>> Begin Text excerpt

Desacralizing the Linux overlay filesystem in Docker
Overlay filesystems (also called union filesystems) is a fundamental technology in Docker to create images and containers. They allow creating a union of directories to create a filesystem. Multiple filesystems, which are just directories, are superposed one on top of another to create a new filesystem. These directories are called layers and the unification process is referred to as a union mount. If two files with the same path exist in two layers, only the last file will appear in the overlay filesystem.
We will learn how to create an overlay filesystem ourselves and how Docker is using it to build images and run containers.
Creating an overlay filesystem is easy
The overlay filesystem is made from two types of filesystem. One or more lower filesystems that are immutable. Their content is only read and no modification will occur inside. One upper filesystem receives all the changes from the overlay filesystem including file creations, modifications, and deletions.

>> End Text excerpt
>> Begin Raw data

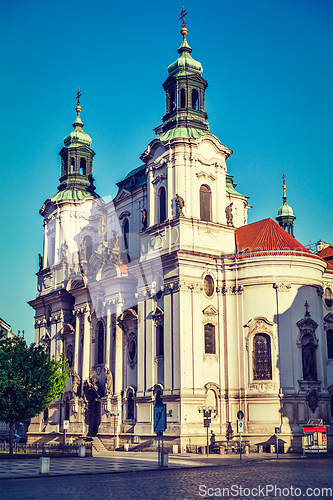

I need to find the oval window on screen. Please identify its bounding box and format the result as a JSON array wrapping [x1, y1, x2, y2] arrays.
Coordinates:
[[204, 274, 214, 297], [324, 288, 333, 307], [128, 339, 136, 361]]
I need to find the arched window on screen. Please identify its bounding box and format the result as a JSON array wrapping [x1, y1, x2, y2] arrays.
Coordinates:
[[252, 333, 272, 380], [81, 235, 92, 262], [156, 325, 164, 356], [123, 219, 129, 250], [324, 288, 333, 307], [158, 187, 166, 223], [155, 389, 163, 405], [192, 89, 199, 109], [170, 90, 176, 111], [97, 321, 104, 364], [47, 238, 55, 267], [64, 398, 69, 420], [127, 392, 134, 420], [204, 323, 216, 354], [80, 158, 86, 175], [180, 89, 186, 108], [200, 184, 212, 222], [326, 330, 333, 359], [43, 408, 49, 423]]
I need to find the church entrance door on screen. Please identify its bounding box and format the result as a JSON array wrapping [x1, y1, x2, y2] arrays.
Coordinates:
[[87, 389, 100, 436]]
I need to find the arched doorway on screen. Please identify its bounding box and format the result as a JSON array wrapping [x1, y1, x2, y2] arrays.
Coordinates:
[[86, 389, 100, 436]]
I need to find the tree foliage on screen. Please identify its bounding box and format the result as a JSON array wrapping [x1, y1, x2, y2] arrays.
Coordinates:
[[0, 337, 69, 427]]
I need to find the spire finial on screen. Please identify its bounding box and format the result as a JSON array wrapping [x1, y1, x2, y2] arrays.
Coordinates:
[[75, 89, 82, 116], [179, 5, 188, 37], [304, 300, 311, 316], [282, 174, 287, 203]]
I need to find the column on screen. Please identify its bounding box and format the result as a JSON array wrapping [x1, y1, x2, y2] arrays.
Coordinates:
[[82, 308, 90, 386], [73, 311, 80, 373], [105, 305, 112, 368], [114, 306, 123, 399], [137, 300, 146, 396], [147, 167, 155, 227]]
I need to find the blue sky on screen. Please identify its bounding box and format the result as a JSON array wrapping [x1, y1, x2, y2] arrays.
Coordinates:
[[0, 0, 333, 342]]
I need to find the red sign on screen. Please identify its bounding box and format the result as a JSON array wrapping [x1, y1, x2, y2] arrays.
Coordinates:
[[303, 425, 327, 432]]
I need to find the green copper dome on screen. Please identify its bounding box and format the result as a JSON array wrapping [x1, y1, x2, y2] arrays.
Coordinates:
[[275, 174, 296, 236], [168, 28, 203, 76], [50, 187, 100, 202], [64, 105, 92, 147], [277, 203, 295, 219]]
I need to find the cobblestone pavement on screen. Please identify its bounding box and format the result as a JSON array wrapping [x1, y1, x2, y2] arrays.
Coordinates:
[[0, 457, 333, 500], [0, 451, 314, 478]]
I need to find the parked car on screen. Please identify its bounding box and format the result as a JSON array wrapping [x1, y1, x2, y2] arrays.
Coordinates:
[[1, 434, 20, 443]]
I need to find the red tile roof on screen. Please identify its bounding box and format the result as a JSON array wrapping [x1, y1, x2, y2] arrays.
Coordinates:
[[236, 219, 313, 255], [317, 245, 333, 260]]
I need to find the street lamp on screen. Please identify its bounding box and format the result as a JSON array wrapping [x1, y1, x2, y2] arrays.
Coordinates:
[[198, 406, 216, 457], [110, 411, 119, 451]]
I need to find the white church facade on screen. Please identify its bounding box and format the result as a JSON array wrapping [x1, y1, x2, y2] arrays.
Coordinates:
[[29, 22, 333, 451]]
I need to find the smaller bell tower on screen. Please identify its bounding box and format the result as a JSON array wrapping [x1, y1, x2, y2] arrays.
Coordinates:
[[162, 7, 209, 137], [276, 174, 296, 236], [58, 89, 96, 196]]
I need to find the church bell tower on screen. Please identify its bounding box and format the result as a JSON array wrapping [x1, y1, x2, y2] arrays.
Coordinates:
[[162, 7, 209, 138]]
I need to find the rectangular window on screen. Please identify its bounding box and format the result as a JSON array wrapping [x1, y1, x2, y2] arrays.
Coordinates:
[[205, 323, 216, 354], [156, 325, 164, 356]]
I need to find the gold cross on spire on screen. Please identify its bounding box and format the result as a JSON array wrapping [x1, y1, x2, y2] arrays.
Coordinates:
[[179, 5, 187, 28], [76, 89, 81, 106], [304, 300, 310, 316]]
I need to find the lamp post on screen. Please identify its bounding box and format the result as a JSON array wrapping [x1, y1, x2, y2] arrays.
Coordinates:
[[198, 406, 216, 457], [111, 411, 119, 451]]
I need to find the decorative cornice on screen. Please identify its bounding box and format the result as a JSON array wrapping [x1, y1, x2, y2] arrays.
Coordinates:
[[152, 174, 167, 184], [249, 381, 276, 394], [203, 354, 218, 365], [196, 172, 216, 182], [273, 283, 291, 292]]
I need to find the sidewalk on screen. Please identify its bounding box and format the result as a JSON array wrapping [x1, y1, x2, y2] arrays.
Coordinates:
[[0, 451, 316, 479]]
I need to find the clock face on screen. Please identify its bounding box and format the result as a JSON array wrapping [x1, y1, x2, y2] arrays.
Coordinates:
[[204, 274, 214, 297], [98, 214, 107, 238]]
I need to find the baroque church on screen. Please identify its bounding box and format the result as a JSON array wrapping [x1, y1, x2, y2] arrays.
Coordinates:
[[28, 18, 333, 452]]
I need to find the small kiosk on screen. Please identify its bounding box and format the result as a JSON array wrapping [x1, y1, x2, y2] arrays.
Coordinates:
[[302, 419, 327, 455]]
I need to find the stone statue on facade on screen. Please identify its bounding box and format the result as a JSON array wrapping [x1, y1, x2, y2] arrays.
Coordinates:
[[60, 241, 68, 262], [80, 240, 87, 260], [302, 337, 318, 381], [71, 370, 81, 397], [225, 203, 234, 226], [38, 253, 43, 271], [141, 208, 147, 231], [105, 367, 113, 396], [175, 194, 185, 217], [111, 231, 123, 266], [90, 373, 99, 392]]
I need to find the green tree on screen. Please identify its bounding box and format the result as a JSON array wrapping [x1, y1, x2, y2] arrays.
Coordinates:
[[0, 336, 69, 454]]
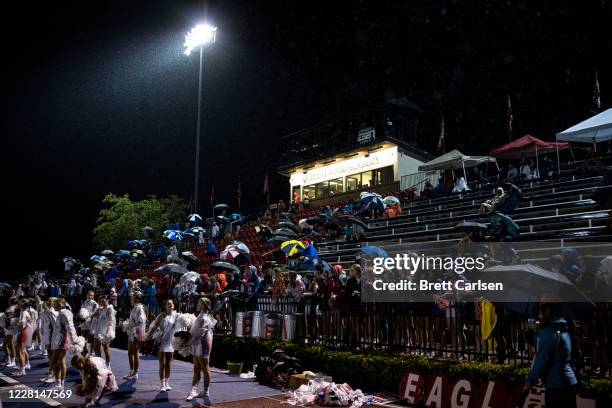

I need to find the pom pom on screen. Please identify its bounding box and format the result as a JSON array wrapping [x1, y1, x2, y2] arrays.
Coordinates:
[[176, 313, 196, 328], [79, 308, 91, 320], [70, 336, 87, 354]]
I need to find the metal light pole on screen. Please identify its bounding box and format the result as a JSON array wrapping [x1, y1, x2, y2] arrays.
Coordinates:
[[193, 47, 204, 213], [185, 24, 217, 213]]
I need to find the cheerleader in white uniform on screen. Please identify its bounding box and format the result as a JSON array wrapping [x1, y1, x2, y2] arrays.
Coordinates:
[[15, 298, 38, 376], [38, 297, 57, 384], [51, 299, 77, 389], [92, 296, 115, 368], [30, 295, 45, 355], [70, 354, 119, 407], [147, 299, 180, 392], [186, 297, 217, 401], [79, 290, 98, 350], [4, 297, 19, 368], [123, 292, 147, 380]]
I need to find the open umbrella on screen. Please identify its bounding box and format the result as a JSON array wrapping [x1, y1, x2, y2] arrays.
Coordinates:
[[179, 271, 200, 284], [115, 249, 132, 258], [491, 213, 520, 238], [186, 227, 206, 235], [187, 214, 202, 223], [219, 245, 250, 264], [337, 216, 368, 229], [232, 241, 251, 254], [210, 261, 240, 272], [153, 263, 189, 276], [455, 221, 489, 232], [273, 228, 297, 238], [470, 264, 595, 318], [266, 235, 287, 245], [276, 221, 298, 232], [181, 251, 200, 264], [280, 239, 306, 256], [164, 230, 185, 241], [383, 196, 402, 207], [359, 245, 389, 258], [361, 193, 385, 211]]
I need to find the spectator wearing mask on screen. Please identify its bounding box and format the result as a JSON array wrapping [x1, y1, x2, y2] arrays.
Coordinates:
[[527, 302, 578, 408]]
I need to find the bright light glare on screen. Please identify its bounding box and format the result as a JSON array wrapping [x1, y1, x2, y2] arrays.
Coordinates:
[[185, 24, 217, 55]]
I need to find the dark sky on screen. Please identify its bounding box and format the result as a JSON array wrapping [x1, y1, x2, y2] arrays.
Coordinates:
[[2, 0, 612, 273]]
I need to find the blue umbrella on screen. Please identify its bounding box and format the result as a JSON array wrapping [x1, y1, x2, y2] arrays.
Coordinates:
[[115, 249, 132, 258], [302, 244, 319, 259], [187, 214, 202, 222], [359, 245, 389, 258], [491, 212, 520, 238], [361, 193, 385, 211], [164, 230, 184, 241]]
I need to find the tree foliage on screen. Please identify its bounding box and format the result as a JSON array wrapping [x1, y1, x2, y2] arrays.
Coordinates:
[[93, 193, 189, 250]]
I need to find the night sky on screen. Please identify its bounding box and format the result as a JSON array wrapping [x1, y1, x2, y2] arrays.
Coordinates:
[[2, 0, 612, 275]]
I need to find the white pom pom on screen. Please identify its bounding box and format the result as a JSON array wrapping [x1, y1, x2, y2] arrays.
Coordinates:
[[79, 308, 91, 320], [177, 313, 196, 327], [70, 336, 87, 354]]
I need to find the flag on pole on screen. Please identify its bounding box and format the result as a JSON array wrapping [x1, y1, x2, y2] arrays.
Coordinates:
[[263, 173, 270, 194], [506, 94, 514, 140], [592, 68, 601, 113], [438, 116, 446, 153]]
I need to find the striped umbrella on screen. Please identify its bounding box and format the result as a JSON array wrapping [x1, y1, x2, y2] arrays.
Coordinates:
[[219, 245, 242, 262], [281, 239, 306, 256], [164, 230, 184, 241]]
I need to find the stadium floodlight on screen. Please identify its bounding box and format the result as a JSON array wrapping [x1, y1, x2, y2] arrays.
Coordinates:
[[185, 24, 217, 55]]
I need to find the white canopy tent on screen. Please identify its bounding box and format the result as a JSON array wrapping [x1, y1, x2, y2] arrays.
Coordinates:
[[556, 108, 612, 168], [419, 149, 497, 180], [557, 108, 612, 144]]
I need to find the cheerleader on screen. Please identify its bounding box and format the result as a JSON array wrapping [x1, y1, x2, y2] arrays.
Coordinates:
[[38, 298, 58, 384], [185, 297, 217, 401], [15, 298, 38, 376], [51, 299, 77, 389], [79, 290, 98, 350], [123, 292, 147, 380], [4, 296, 19, 368], [147, 299, 180, 392], [70, 354, 119, 407], [91, 296, 115, 368], [30, 295, 46, 356]]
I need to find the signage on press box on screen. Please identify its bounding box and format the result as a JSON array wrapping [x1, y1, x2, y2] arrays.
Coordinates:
[[357, 127, 376, 144]]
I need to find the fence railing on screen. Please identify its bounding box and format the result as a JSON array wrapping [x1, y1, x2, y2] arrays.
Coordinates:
[[177, 296, 612, 370]]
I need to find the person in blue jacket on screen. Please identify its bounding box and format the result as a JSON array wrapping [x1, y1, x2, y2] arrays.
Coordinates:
[[527, 302, 578, 408]]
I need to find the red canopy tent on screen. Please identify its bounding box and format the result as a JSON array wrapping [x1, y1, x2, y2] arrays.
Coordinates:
[[491, 135, 569, 159]]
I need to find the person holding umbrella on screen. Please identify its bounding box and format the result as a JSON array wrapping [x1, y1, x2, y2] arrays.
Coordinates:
[[526, 299, 578, 408]]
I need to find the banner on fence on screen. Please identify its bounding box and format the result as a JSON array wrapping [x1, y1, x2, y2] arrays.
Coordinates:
[[399, 371, 596, 408]]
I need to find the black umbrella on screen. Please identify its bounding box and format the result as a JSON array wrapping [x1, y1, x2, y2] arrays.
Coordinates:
[[470, 264, 595, 317], [455, 221, 489, 232], [181, 251, 200, 264], [266, 235, 287, 245], [276, 221, 298, 232], [338, 217, 368, 229], [273, 228, 297, 238], [210, 261, 240, 272], [153, 263, 189, 276]]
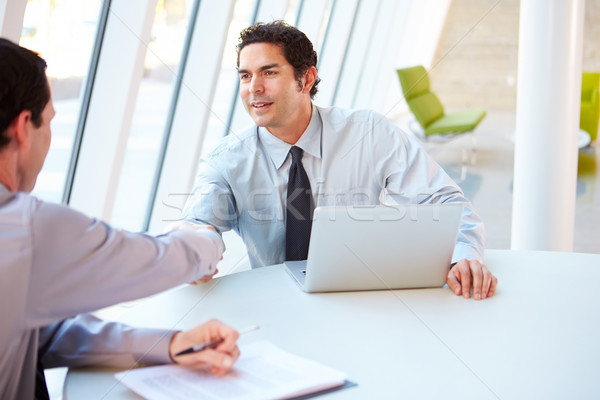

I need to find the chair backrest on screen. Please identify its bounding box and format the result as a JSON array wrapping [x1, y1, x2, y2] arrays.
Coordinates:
[[579, 72, 600, 140], [396, 65, 444, 129], [581, 72, 600, 101]]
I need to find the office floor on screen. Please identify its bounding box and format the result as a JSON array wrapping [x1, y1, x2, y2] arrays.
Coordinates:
[[412, 111, 600, 253], [47, 111, 600, 400]]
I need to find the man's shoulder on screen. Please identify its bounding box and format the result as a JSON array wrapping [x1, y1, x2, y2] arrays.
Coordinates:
[[317, 107, 395, 135]]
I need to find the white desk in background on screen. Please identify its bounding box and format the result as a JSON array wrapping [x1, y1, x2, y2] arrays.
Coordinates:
[[64, 250, 600, 400]]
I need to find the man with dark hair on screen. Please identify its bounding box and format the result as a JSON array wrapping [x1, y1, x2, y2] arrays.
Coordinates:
[[0, 39, 239, 400], [184, 21, 497, 300]]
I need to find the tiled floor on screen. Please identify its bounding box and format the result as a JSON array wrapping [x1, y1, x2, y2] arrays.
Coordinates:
[[418, 111, 600, 253]]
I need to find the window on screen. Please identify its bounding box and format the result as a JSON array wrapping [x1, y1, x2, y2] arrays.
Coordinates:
[[19, 0, 102, 202]]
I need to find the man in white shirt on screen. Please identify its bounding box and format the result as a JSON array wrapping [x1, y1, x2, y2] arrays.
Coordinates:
[[184, 21, 497, 300], [0, 38, 239, 400]]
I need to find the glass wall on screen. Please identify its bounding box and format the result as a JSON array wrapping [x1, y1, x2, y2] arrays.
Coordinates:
[[111, 0, 192, 231], [19, 0, 102, 202]]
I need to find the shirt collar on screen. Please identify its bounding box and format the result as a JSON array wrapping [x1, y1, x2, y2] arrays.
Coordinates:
[[258, 105, 323, 169]]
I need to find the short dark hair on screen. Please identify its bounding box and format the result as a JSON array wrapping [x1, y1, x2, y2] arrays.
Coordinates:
[[0, 38, 50, 149], [237, 21, 321, 98]]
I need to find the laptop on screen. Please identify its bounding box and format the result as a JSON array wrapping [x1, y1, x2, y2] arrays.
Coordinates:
[[284, 204, 463, 293]]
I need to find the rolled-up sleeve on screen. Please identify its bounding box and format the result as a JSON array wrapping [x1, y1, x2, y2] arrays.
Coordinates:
[[39, 314, 176, 368]]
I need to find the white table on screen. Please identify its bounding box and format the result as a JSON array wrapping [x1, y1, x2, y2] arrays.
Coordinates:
[[65, 250, 600, 400]]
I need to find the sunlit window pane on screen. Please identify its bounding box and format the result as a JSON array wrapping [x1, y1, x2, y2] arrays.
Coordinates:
[[19, 0, 102, 202], [111, 0, 192, 231]]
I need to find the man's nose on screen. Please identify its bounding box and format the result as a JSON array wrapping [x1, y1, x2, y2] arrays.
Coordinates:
[[250, 75, 264, 93]]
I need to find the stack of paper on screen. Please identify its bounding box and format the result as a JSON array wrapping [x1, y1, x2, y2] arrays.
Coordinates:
[[115, 341, 346, 400]]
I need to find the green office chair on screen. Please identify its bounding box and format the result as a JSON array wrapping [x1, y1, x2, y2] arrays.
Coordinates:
[[579, 72, 600, 140], [397, 65, 485, 138]]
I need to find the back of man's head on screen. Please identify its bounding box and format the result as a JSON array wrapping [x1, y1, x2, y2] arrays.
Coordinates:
[[0, 38, 50, 149], [237, 21, 321, 98]]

>> End Raw data

_Problem requirements_:
In the Docker overlay filesystem text, rewrite the part that opens with the words containing "We will learn" and closes with "modifications, and deletions.", switching "upper filesystem" to "upper layer".

_Written response_:
We will learn how to create an overlay filesystem ourselves and how Docker is using it to build images and run containers.
Creating an overlay filesystem is easy
The overlay filesystem is made from two types of filesystem. One or more lower filesystems that are immutable. Their content is only read and no modification will occur inside. One upper layer receives all the changes from the overlay filesystem including file creations, modifications, and deletions.